Render the lines from the start of the records through the line containing "[0,284,26,304]" as a numbered list, leaving out any blank lines. Include only those lines.
===== Input records
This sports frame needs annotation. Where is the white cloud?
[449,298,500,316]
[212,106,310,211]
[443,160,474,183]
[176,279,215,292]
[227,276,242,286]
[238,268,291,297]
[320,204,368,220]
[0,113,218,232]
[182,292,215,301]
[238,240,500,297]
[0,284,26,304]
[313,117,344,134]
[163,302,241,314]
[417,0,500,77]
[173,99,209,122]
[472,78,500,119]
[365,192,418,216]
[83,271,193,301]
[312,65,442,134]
==========
Response to the task:
1. This sports frame needs annotation. Where is the white cloud?
2. [449,298,500,316]
3. [212,106,310,211]
4. [443,160,474,183]
5. [176,279,215,292]
6. [227,276,242,286]
7. [238,268,291,297]
8. [320,204,368,220]
9. [0,113,218,232]
10. [182,292,215,301]
11. [238,240,500,297]
12. [0,284,26,304]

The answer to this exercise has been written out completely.